Von schwierigen Essern
Mal Hand aufs Herz: wer von Euch hat ein Kind, das beim Essen extrem wählerisch ist? Und wer von Euch hat schon mal den Satz „Naja, wenn alle anderen essen, wird er/sie auch mitessen!“ gesagt? Vermutlich trifft auf jeden entweder das eine oder das andere zu (oder keins von beidem) – aber bestimmt nicht beides zugleich.
Ja, ich habe ein extrem wählerisches Kind und seitdem würde ich sowas wie den Satz oben oder „Es wird gegessen, was auf den Tisch kommt!“ nie und nimmer sagen.
Und ebenfalls ja: mir kommen Sätze dieser Art dermaßen zu den Ohren raus, dass ich manchmal richtig an mir halten muss, solche unnötigen Diskussionen höflich und sachlich zu führen, statt einfach mal zu sagen, der andere solle die Klappe halten und sich um seinen eigenen Kram kümmern.
Aber woher kommt meine Wut bei diesem Thema? Mein Bärchen isst Gekochtes nur dann, wenn daran keine Sauce, Zwiebel oder Gewürze (außer Salz) sind. Das heißt: Nudeln, Kartoffeln und Reis trocken oder mit neutralem Käse oder einem Stückchen Butter. Dazu kommen Fischstäbchen, Pizza Margarita mit Mais, Milchreis, Kaiserschmarrn, gegrillte Zuchini, Würstchen, Fleischkäse und Maultaschen ohne Brühe.
Ansonsten isst er massenweise Haferflocken, Früchtemüsli und Obst, rohe Karotten und Tomaten, Brot mit Butter oder Marmelade. Ja, das Essen ist nicht abwechslungsreich aber mit dem Kinderarzt abgesprochen und ausgewogen. Er hat kein Untergewicht und ist völlig normal entwickelt. Problematisch wird es nur, wenn er in die Ferienbetreuung muss und dort mittagessen soll.
Man sollte meinen, es wäre kein Thema abzusprechen, dass er nur isst, was er mag, ohne, dass es dabei Diskussionen gibt. Aber irgendwie meint jeder, mich über gesunde Ernährung aufklären zu müssen und mich sozusagen als schlechte Mutter hinzustellen, weil ich mein Kind nicht „anständig“ ernähre… Erst der Hinweis, dass es passieren kann, dass er sich auf den Teller übergibt, weil ihm die Sachen wirklich nicht schmecken, lässt den missionarischen Eifer meist erliegen. Nur, warum muss ich immer so deutlich werden? Muss man wirklich wegen einer Woche so ein Theater machen?

___

- _GEGEBENE AUFGABE 1_
Finde jede Zeile der Auflistung, die die Zeichenfolge „trimmed“ enthält, und gib diese Zeilen wörtlich wieder. Groß- und Kleinschreibung ist dabei zu beachten.

Einträge zur Punktmarkierung benannter Objekte
___

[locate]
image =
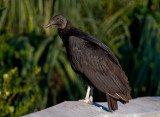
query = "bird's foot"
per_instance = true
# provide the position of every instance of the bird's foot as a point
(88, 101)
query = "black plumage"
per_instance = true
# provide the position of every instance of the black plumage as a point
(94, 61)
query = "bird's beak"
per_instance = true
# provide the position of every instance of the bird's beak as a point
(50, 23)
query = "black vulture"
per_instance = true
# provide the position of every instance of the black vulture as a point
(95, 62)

___

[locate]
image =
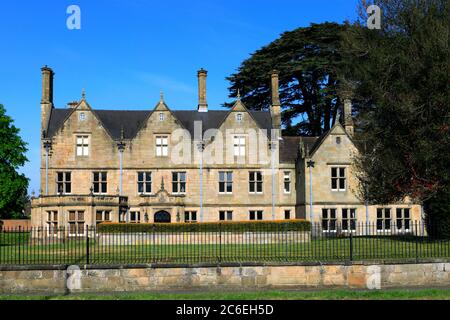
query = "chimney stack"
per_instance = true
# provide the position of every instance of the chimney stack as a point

___

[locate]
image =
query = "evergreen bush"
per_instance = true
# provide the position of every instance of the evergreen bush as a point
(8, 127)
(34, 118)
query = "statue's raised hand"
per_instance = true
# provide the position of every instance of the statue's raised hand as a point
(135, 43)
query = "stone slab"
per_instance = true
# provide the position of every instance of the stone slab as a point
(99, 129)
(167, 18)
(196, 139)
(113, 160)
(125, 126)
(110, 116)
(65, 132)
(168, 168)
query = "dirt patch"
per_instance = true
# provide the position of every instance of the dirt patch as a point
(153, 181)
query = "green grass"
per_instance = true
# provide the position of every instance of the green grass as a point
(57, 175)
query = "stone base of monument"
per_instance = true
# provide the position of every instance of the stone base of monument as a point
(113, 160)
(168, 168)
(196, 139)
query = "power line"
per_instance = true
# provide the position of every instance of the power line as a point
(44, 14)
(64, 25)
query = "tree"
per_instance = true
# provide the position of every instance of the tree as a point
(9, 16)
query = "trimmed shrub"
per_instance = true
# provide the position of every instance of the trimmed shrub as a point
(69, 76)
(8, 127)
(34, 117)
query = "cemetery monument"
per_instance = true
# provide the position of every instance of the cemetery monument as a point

___

- _GEGEBENE AUFGABE 2_
Welche Beilagen isst das Kind laut dem Text über wählerische Esser nur trocken oder mit neutralem Käse oder einem Stückchen Butter?

- _KORREKTE ANTWORT 1_
query = "trimmed shrub"
# provide the position of every instance of the trimmed shrub as a point

- _KORREKTE ANTWORT 2_
Nudeln, Kartoffeln und Reis.